> **Exercise task**: Report every line in the listing below that contains the word "black". Copy each such line in full.

::: Information shown

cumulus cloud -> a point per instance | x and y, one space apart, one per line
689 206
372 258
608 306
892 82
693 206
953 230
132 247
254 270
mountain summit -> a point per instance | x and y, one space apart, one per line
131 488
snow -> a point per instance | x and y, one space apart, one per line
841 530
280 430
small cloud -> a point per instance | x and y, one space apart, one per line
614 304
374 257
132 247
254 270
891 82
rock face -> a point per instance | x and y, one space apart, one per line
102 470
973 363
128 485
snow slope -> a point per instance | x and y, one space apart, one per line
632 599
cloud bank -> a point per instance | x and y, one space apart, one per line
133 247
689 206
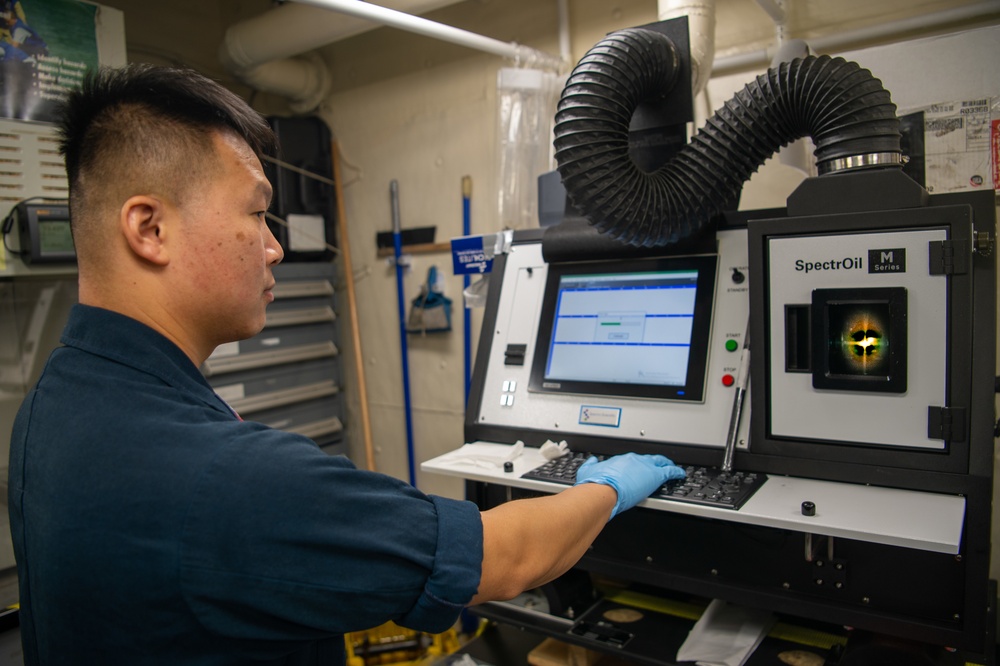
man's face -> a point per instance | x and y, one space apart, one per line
229 250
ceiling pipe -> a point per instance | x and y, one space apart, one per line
522 55
760 58
701 31
263 51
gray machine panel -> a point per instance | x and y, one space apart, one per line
507 401
798 265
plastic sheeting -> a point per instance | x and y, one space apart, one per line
527 101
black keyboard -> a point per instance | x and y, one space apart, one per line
709 486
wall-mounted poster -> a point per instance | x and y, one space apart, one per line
46 47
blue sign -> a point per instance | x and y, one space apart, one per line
469 257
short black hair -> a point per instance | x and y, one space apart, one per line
180 95
143 129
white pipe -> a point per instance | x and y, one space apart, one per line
701 30
775 9
565 51
760 58
517 52
291 29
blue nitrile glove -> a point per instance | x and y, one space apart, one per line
633 476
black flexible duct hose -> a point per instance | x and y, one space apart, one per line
845 110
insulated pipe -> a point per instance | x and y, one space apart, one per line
845 110
519 53
294 28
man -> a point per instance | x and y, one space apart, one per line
151 524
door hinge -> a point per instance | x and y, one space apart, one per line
949 257
947 423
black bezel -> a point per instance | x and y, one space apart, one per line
694 386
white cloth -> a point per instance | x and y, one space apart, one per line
725 635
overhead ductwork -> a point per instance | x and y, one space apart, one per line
842 107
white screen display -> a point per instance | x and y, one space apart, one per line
623 328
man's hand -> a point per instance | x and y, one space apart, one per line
633 476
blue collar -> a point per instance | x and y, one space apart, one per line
124 340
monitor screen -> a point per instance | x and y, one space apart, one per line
638 328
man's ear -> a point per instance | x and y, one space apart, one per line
143 224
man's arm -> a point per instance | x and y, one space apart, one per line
527 543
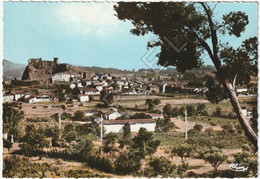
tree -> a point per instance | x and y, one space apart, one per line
125 140
191 111
183 151
79 116
214 156
12 115
144 143
198 127
150 104
34 141
157 101
7 144
109 142
167 109
159 166
106 97
177 23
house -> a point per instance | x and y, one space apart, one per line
40 98
72 85
83 97
18 95
241 90
89 91
156 116
112 115
116 126
155 88
8 97
90 113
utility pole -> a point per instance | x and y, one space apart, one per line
186 125
162 112
59 121
101 133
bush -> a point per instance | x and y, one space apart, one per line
217 112
198 127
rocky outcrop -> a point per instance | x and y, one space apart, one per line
40 70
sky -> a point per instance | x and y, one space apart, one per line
87 34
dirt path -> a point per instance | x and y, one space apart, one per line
181 125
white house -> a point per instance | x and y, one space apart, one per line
116 126
112 115
18 95
89 91
8 97
83 97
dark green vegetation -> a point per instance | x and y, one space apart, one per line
196 28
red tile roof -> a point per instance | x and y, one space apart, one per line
130 121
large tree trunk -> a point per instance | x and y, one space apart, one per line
249 132
227 86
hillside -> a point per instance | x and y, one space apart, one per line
41 70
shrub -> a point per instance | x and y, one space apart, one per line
198 127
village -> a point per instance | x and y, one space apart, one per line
130 90
108 103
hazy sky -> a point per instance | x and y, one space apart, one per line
86 34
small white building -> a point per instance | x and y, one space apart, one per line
8 97
116 126
83 97
89 91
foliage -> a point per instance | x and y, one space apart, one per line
140 116
7 144
109 142
215 92
127 163
12 115
34 141
198 127
144 142
20 167
214 156
191 110
79 116
159 167
183 151
125 139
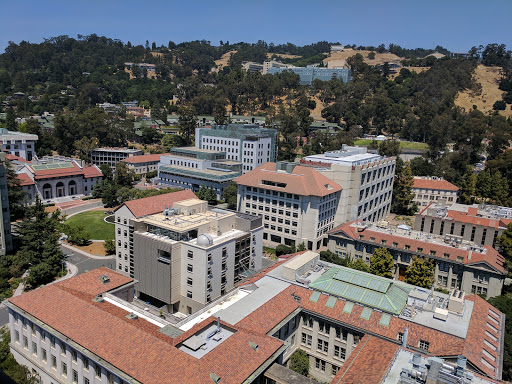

::::::

> **Complete answer**:
black keyboard -> a point per instance | x and y, one space apart, one per line
short black hair -> a point per instance | x and y, one space apart, one per line
black flexible duct hose -> a point per instance | x and y, one space apart, one per line
black bezel -> a point per instance | x and y, one space apart, one per line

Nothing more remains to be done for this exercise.